◆ TASK INSTRUCTIONS ◆
Go over the data and keep only the lines that include "each".

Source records
▼
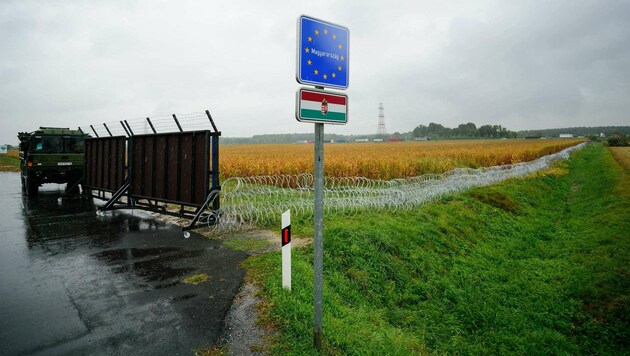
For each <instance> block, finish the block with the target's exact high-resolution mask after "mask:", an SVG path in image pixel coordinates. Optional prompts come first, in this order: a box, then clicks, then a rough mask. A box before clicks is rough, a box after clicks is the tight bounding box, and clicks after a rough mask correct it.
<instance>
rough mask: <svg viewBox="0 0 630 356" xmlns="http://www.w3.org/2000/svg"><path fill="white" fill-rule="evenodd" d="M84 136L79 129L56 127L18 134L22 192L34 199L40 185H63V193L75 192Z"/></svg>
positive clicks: (82, 149) (35, 195) (79, 164)
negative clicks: (43, 184)
mask: <svg viewBox="0 0 630 356" xmlns="http://www.w3.org/2000/svg"><path fill="white" fill-rule="evenodd" d="M86 137H88V136H87V135H86V134H84V133H83V132H81V131H80V130H70V129H68V128H60V127H40V128H39V130H37V131H34V132H30V133H28V132H20V133H18V138H19V139H20V170H21V175H22V192H25V193H26V194H27V195H28V196H36V195H37V193H38V190H39V187H40V186H41V185H42V184H44V183H59V184H61V183H67V185H66V192H70V191H76V190H78V184H79V181H80V180H81V178H82V177H83V163H84V160H85V158H84V157H85V146H84V141H85V138H86Z"/></svg>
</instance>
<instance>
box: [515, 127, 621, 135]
mask: <svg viewBox="0 0 630 356" xmlns="http://www.w3.org/2000/svg"><path fill="white" fill-rule="evenodd" d="M602 133H603V134H604V135H605V136H606V137H608V136H613V135H630V126H595V127H565V128H558V129H545V130H526V131H519V132H518V134H519V136H521V137H526V136H544V137H558V135H560V134H572V135H574V136H585V137H588V136H591V137H597V136H599V135H600V134H602Z"/></svg>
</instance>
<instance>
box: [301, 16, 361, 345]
mask: <svg viewBox="0 0 630 356" xmlns="http://www.w3.org/2000/svg"><path fill="white" fill-rule="evenodd" d="M297 28H298V33H297V65H296V75H295V78H296V80H297V81H298V83H302V84H310V85H314V86H315V88H317V89H319V90H311V89H306V88H302V89H300V90H298V92H297V100H296V105H295V118H296V119H297V120H298V121H300V122H312V123H314V125H315V142H314V143H315V167H314V175H315V182H314V183H315V186H314V189H315V192H314V193H315V209H314V230H315V231H314V236H313V245H314V262H313V270H314V273H313V275H314V278H313V311H314V318H313V343H314V346H315V348H316V349H317V350H321V348H322V339H323V335H324V334H323V328H322V313H323V304H324V303H323V282H324V124H341V125H344V124H346V123H347V122H348V96H347V95H345V94H335V93H331V92H324V87H329V88H337V89H346V88H348V81H349V78H350V76H349V75H348V73H349V71H348V69H349V68H348V56H349V53H350V51H349V45H350V42H349V41H350V31H349V30H348V28H346V27H343V26H339V25H335V24H333V23H330V22H326V21H322V20H319V19H315V18H312V17H308V16H300V17H299V18H298V26H297Z"/></svg>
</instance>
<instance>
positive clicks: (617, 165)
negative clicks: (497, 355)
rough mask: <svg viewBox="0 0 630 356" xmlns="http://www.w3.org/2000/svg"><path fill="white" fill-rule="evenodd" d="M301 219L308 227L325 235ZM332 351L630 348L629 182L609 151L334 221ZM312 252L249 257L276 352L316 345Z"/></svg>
mask: <svg viewBox="0 0 630 356" xmlns="http://www.w3.org/2000/svg"><path fill="white" fill-rule="evenodd" d="M308 224H309V223H307V222H298V223H297V225H296V222H294V225H295V226H294V227H295V230H296V231H303V232H308V231H312V227H310V226H309V225H308ZM324 251H325V255H324V279H325V284H324V346H323V347H324V352H325V353H328V354H400V355H407V354H410V353H413V354H418V353H463V354H470V353H474V354H482V353H536V354H539V353H544V354H569V353H570V354H575V353H610V354H617V353H628V342H629V340H630V335H629V334H630V323H629V320H628V319H629V315H630V310H629V308H628V302H629V299H630V297H629V294H628V291H629V289H630V280H629V278H628V276H629V273H630V258H629V251H630V177H629V175H628V173H627V172H626V171H625V170H623V169H622V168H620V166H619V165H618V164H617V163H616V162H615V161H614V160H613V158H612V156H611V154H610V153H609V152H608V151H607V150H605V149H604V148H603V147H602V146H601V145H598V146H589V147H587V148H585V149H584V150H582V151H580V152H579V153H577V154H576V155H575V156H574V158H573V159H572V160H571V161H569V163H563V164H562V165H561V166H560V167H556V168H555V169H552V170H550V172H549V174H537V175H536V176H534V177H531V178H529V179H519V180H511V181H508V182H505V183H503V184H499V185H495V186H492V187H487V188H478V189H473V190H471V191H469V192H467V193H464V194H458V195H454V196H451V197H448V198H445V199H442V200H441V201H439V202H436V203H434V204H429V205H427V206H425V207H423V208H421V209H417V210H415V211H411V212H406V213H398V214H383V213H374V214H362V215H359V216H355V217H351V218H347V217H341V216H337V217H329V218H327V219H326V220H325V238H324ZM312 255H313V252H312V246H309V247H306V248H302V249H295V250H294V251H293V291H292V292H288V291H286V290H283V289H282V288H281V272H280V254H279V253H271V254H266V255H262V256H256V257H252V258H249V259H248V260H247V261H246V262H245V266H246V267H247V268H248V270H249V272H250V276H251V277H252V278H253V279H254V280H256V281H258V282H259V283H260V285H261V297H262V298H263V300H264V302H263V304H262V305H261V306H260V311H261V315H262V320H261V321H262V322H263V324H266V325H272V326H273V327H275V328H276V329H278V330H279V332H278V333H277V334H276V335H275V336H274V337H272V339H271V340H270V342H271V346H270V347H271V349H270V350H269V351H270V353H273V354H277V353H292V354H309V353H315V351H314V350H313V348H312V320H313V306H312V303H313V299H312V298H313V297H312V293H313V292H312V291H313V289H312V288H313V281H312V279H313V268H312V263H313V262H312Z"/></svg>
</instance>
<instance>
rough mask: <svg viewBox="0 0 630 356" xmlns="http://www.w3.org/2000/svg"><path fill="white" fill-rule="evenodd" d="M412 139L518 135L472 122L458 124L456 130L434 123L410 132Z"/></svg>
mask: <svg viewBox="0 0 630 356" xmlns="http://www.w3.org/2000/svg"><path fill="white" fill-rule="evenodd" d="M412 134H413V137H429V138H431V139H452V138H516V137H518V133H516V132H514V131H510V130H508V129H506V128H505V127H502V126H501V125H483V126H480V127H477V125H475V124H474V123H472V122H469V123H467V124H460V125H459V126H457V127H456V128H449V127H444V126H442V125H440V124H436V123H434V122H431V123H429V126H425V125H418V126H417V127H416V128H415V129H413V131H412Z"/></svg>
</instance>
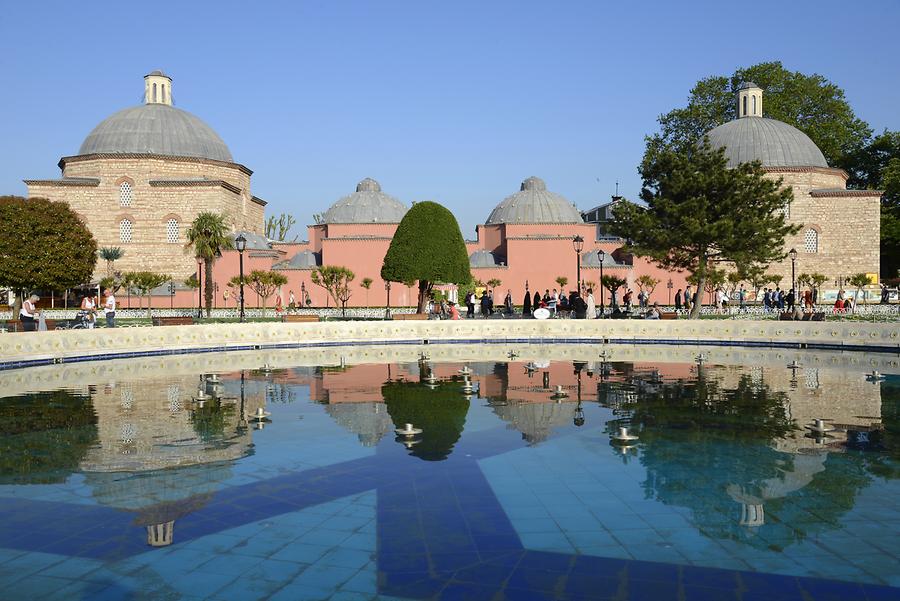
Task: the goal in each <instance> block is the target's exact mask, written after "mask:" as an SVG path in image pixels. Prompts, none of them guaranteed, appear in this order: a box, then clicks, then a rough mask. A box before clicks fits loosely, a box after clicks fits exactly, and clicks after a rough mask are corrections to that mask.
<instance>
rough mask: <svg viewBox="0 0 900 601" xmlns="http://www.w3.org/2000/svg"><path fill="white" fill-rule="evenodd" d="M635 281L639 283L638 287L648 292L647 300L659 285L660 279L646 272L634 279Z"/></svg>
mask: <svg viewBox="0 0 900 601" xmlns="http://www.w3.org/2000/svg"><path fill="white" fill-rule="evenodd" d="M634 283H635V284H637V285H638V288H640V289H641V291H642V292H643V291H646V292H647V300H648V301H649V300H650V295H651V294H653V291H654V290H655V289H656V287H657V286H658V285H659V280H658V279H656V278H655V277H653V276H652V275H647V274H644V275H642V276H639V277H638V278H637V279H636V280H634Z"/></svg>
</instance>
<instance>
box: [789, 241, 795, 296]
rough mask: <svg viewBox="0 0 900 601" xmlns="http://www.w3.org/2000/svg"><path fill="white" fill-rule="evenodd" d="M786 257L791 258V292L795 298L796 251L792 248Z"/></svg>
mask: <svg viewBox="0 0 900 601" xmlns="http://www.w3.org/2000/svg"><path fill="white" fill-rule="evenodd" d="M788 256H789V257H790V258H791V291H792V292H793V293H794V296H795V297H796V296H797V284H796V280H797V277H796V272H797V249H795V248H792V249H791V250H790V252H788Z"/></svg>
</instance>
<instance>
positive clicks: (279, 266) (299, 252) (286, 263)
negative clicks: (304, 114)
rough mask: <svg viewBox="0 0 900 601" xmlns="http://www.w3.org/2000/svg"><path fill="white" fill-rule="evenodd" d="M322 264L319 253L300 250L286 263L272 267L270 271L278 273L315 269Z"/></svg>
mask: <svg viewBox="0 0 900 601" xmlns="http://www.w3.org/2000/svg"><path fill="white" fill-rule="evenodd" d="M321 264H322V257H321V255H320V254H319V253H314V252H312V251H311V250H302V251H300V252H298V253H297V254H296V255H294V256H293V257H291V258H290V260H288V261H282V262H281V263H278V264H277V265H275V266H273V267H272V269H276V270H278V271H281V270H284V269H315V268H316V267H318V266H319V265H321Z"/></svg>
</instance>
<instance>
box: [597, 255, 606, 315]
mask: <svg viewBox="0 0 900 601" xmlns="http://www.w3.org/2000/svg"><path fill="white" fill-rule="evenodd" d="M597 258H598V259H600V317H605V316H606V313H605V312H604V309H603V260H604V259H605V258H606V253H605V252H603V249H602V248H601V249H600V250H598V251H597Z"/></svg>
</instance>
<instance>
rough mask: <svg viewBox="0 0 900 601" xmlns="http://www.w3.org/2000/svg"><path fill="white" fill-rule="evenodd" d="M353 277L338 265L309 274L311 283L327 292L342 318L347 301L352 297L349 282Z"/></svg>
▲
◆ COMPLETED TASK ◆
For each <instance> block, finish the block with the target's exact high-resolution mask after "mask:", an SVG path in image pixel coordinates. Optional prompts come first, in this order: a box, then clicks, then a rough mask. A box before clicks is rough, a box after clicks is the tight bounding box, and clicks after a rough mask correct it.
Task: the goal in each <instance> block is the target's exact mask, written after "mask:" as an SVG path in image pixels. Prompts, none of them guaranteed, appear in this order: a box, then clicks, then a rough mask. A box before clicks fits loosely, a box after clicks fits exactly, and clicks after a rough mask are corrections to that mask.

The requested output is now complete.